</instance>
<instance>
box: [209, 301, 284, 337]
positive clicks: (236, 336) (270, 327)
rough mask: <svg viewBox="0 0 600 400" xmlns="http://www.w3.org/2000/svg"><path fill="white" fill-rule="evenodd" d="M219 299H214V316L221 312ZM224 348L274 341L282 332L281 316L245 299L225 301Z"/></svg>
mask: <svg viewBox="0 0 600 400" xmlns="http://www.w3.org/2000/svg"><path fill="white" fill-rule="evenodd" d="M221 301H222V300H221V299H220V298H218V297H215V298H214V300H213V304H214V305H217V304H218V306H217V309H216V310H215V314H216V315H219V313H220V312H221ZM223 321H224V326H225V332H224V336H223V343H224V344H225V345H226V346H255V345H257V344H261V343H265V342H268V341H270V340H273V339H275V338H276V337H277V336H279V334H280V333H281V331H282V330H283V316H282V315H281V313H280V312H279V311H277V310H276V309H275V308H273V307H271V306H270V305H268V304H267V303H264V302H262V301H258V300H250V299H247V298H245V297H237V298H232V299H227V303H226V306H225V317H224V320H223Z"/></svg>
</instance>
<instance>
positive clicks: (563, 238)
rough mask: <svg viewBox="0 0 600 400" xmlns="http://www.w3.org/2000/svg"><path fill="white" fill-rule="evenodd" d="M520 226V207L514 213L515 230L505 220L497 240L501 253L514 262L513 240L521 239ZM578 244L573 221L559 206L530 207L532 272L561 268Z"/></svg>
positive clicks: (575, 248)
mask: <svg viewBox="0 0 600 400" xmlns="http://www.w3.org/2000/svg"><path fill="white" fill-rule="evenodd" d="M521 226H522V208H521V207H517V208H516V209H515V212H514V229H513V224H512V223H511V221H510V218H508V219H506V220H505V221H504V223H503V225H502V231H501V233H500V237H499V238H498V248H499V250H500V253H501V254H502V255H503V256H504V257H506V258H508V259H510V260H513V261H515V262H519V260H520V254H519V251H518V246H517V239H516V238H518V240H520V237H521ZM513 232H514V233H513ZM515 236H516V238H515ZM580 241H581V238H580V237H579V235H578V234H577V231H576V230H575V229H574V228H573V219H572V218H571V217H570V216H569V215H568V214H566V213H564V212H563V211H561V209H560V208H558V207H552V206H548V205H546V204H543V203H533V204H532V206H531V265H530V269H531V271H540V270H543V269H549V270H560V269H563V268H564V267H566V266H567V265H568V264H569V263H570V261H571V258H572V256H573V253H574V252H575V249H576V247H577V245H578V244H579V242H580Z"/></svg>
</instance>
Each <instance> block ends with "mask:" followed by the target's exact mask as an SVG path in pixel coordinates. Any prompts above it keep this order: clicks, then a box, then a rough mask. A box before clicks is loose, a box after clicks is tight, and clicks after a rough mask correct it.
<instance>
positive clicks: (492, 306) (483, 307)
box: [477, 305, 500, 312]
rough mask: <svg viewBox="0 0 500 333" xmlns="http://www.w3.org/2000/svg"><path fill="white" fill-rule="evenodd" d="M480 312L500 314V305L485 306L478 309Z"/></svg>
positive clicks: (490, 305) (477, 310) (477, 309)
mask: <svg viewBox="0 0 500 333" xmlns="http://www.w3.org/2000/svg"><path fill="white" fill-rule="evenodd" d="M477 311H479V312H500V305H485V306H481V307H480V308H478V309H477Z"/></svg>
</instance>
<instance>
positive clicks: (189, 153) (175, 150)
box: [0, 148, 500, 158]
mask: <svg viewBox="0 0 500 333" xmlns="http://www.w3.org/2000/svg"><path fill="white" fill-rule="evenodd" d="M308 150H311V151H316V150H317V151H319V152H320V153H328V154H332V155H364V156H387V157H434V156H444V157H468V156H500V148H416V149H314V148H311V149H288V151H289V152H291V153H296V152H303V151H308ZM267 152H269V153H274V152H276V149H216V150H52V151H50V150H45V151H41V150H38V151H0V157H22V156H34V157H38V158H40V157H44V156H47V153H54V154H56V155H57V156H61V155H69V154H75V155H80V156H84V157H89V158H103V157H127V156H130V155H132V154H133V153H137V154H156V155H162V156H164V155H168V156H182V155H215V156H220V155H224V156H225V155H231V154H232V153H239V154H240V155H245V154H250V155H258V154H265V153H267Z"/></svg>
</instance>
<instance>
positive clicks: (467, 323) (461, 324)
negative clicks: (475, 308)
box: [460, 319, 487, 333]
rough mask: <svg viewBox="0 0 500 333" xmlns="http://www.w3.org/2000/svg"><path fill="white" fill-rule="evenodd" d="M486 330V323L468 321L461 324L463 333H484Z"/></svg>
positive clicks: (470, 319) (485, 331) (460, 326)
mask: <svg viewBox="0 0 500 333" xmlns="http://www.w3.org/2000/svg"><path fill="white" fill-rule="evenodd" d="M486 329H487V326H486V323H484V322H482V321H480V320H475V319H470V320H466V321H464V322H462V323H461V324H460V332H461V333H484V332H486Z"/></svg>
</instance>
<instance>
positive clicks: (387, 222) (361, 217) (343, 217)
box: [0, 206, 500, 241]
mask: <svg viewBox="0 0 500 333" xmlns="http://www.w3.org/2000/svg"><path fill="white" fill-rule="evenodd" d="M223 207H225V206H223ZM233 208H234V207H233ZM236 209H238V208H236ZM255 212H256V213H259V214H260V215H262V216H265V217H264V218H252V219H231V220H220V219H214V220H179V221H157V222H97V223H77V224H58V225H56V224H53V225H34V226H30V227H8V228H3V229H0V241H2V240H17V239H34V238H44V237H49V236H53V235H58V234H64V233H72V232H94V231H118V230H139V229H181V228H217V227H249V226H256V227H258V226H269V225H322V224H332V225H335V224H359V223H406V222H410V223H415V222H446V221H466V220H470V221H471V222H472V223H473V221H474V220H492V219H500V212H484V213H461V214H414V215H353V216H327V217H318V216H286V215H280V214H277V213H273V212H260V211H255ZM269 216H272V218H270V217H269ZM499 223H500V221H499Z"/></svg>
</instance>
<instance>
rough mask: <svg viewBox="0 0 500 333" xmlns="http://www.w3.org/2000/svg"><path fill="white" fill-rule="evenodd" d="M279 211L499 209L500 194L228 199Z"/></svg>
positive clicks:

+===+

▶ **How to complete this task**: Repeat each entry exactly.

▶ **Solution**:
</instance>
<instance>
box: [209, 301, 284, 337]
positive clicks: (236, 336) (270, 327)
rough mask: <svg viewBox="0 0 600 400" xmlns="http://www.w3.org/2000/svg"><path fill="white" fill-rule="evenodd" d="M219 299H214V316L221 312ZM224 348L274 341L282 332L281 316L245 299L225 301Z"/></svg>
mask: <svg viewBox="0 0 600 400" xmlns="http://www.w3.org/2000/svg"><path fill="white" fill-rule="evenodd" d="M221 301H222V300H221V299H220V298H218V297H215V298H214V300H213V304H214V305H217V304H218V306H217V309H216V310H215V314H216V315H219V313H220V312H221ZM223 321H224V326H225V332H224V336H223V343H224V344H225V345H226V346H255V345H257V344H261V343H265V342H268V341H270V340H273V339H275V338H276V337H277V336H279V334H280V333H281V331H282V330H283V316H282V315H281V313H280V312H279V311H277V310H276V309H275V308H273V307H271V306H270V305H268V304H267V303H264V302H262V301H258V300H250V299H247V298H245V297H237V298H232V299H227V303H226V306H225V317H224V320H223Z"/></svg>
</instance>
<instance>
positive clicks: (563, 238)
rough mask: <svg viewBox="0 0 600 400" xmlns="http://www.w3.org/2000/svg"><path fill="white" fill-rule="evenodd" d="M520 226V207L514 213L515 230L505 220L497 240L501 253L514 262L513 240L521 239ZM578 244L573 221L559 206L530 207L532 272L561 268Z"/></svg>
positive clicks: (575, 248)
mask: <svg viewBox="0 0 600 400" xmlns="http://www.w3.org/2000/svg"><path fill="white" fill-rule="evenodd" d="M521 226H522V208H521V207H517V208H516V209H515V212H514V229H513V224H512V223H511V221H510V218H508V219H506V220H505V221H504V223H503V225H502V231H501V233H500V237H499V238H498V248H499V250H500V253H501V254H502V255H503V256H504V257H506V258H508V259H510V260H513V261H515V262H519V260H520V254H519V251H518V246H517V239H516V238H518V240H520V237H521ZM513 232H514V233H513ZM515 236H516V238H515ZM580 241H581V238H580V237H579V235H578V234H577V231H576V230H575V229H574V228H573V219H572V218H571V217H570V216H569V215H568V214H566V213H564V212H563V211H561V209H560V208H558V207H552V206H548V205H546V204H543V203H533V204H532V206H531V265H530V269H531V271H540V270H543V269H549V270H560V269H563V268H564V267H566V266H567V265H568V264H569V263H570V261H571V258H572V256H573V253H574V252H575V249H576V247H577V245H578V244H579V242H580Z"/></svg>
</instance>
Each <instance> block ends with "mask:" followed by the target's exact mask as an SVG path in pixel coordinates. Any prompts above it keep this order: clicks, then a box, then a rough mask. A box before clicks is loose, a box after clicks is tight, and clicks after a rough mask correct it.
<instance>
positive clicks: (492, 306) (483, 307)
box: [477, 305, 500, 312]
rough mask: <svg viewBox="0 0 500 333" xmlns="http://www.w3.org/2000/svg"><path fill="white" fill-rule="evenodd" d="M480 312L500 314V305L485 306L478 309Z"/></svg>
positive clicks: (490, 305) (477, 310) (477, 309)
mask: <svg viewBox="0 0 500 333" xmlns="http://www.w3.org/2000/svg"><path fill="white" fill-rule="evenodd" d="M477 311H479V312H500V305H485V306H481V307H480V308H478V309H477Z"/></svg>
</instance>
<instance>
positive clicks: (189, 153) (175, 150)
box: [0, 148, 500, 158]
mask: <svg viewBox="0 0 500 333" xmlns="http://www.w3.org/2000/svg"><path fill="white" fill-rule="evenodd" d="M308 150H311V151H316V150H317V151H319V152H320V153H328V154H332V155H364V156H387V157H434V156H444V157H468V156H500V148H416V149H314V148H311V149H288V151H289V152H291V153H296V152H303V151H308ZM267 152H269V153H274V152H276V149H216V150H52V151H50V150H45V151H41V150H38V151H0V157H22V156H34V157H38V158H40V157H44V156H47V153H54V154H56V155H57V156H61V155H69V154H75V155H80V156H84V157H89V158H103V157H127V156H130V155H132V154H133V153H137V154H156V155H162V156H164V155H168V156H182V155H215V156H220V155H224V156H225V155H231V154H232V153H239V154H240V155H245V154H250V155H258V154H265V153H267Z"/></svg>
</instance>
<instance>
positive clicks: (467, 323) (461, 324)
negative clicks: (475, 308)
box: [460, 319, 487, 333]
rough mask: <svg viewBox="0 0 500 333" xmlns="http://www.w3.org/2000/svg"><path fill="white" fill-rule="evenodd" d="M486 330V323L468 321L461 324L463 333H484Z"/></svg>
positive clicks: (470, 319) (485, 331) (460, 326)
mask: <svg viewBox="0 0 500 333" xmlns="http://www.w3.org/2000/svg"><path fill="white" fill-rule="evenodd" d="M486 329H487V326H486V323H484V322H482V321H480V320H475V319H470V320H466V321H464V322H462V323H461V324H460V332H461V333H484V332H486Z"/></svg>
</instance>
<instance>
positive clicks: (387, 222) (361, 217) (343, 217)
box: [0, 206, 500, 241]
mask: <svg viewBox="0 0 500 333" xmlns="http://www.w3.org/2000/svg"><path fill="white" fill-rule="evenodd" d="M223 207H225V206H223ZM233 208H234V207H233ZM236 209H238V208H236ZM255 212H256V213H259V214H260V215H262V216H265V217H264V218H252V219H231V220H220V219H214V220H179V221H157V222H97V223H77V224H58V225H56V224H53V225H34V226H30V227H8V228H3V229H0V241H2V240H17V239H34V238H44V237H49V236H53V235H58V234H64V233H72V232H94V231H118V230H139V229H181V228H217V227H249V226H256V227H258V226H269V225H322V224H332V225H335V224H359V223H406V222H410V223H415V222H446V221H466V220H470V221H471V222H472V223H473V221H474V220H492V219H500V212H484V213H461V214H414V215H353V216H327V217H318V216H286V215H280V214H277V213H273V212H260V211H255ZM269 216H272V218H270V217H269ZM499 223H500V221H499Z"/></svg>
</instance>
<instance>
rough mask: <svg viewBox="0 0 500 333" xmlns="http://www.w3.org/2000/svg"><path fill="white" fill-rule="evenodd" d="M279 211L499 209L500 194L228 199Z"/></svg>
positive clicks:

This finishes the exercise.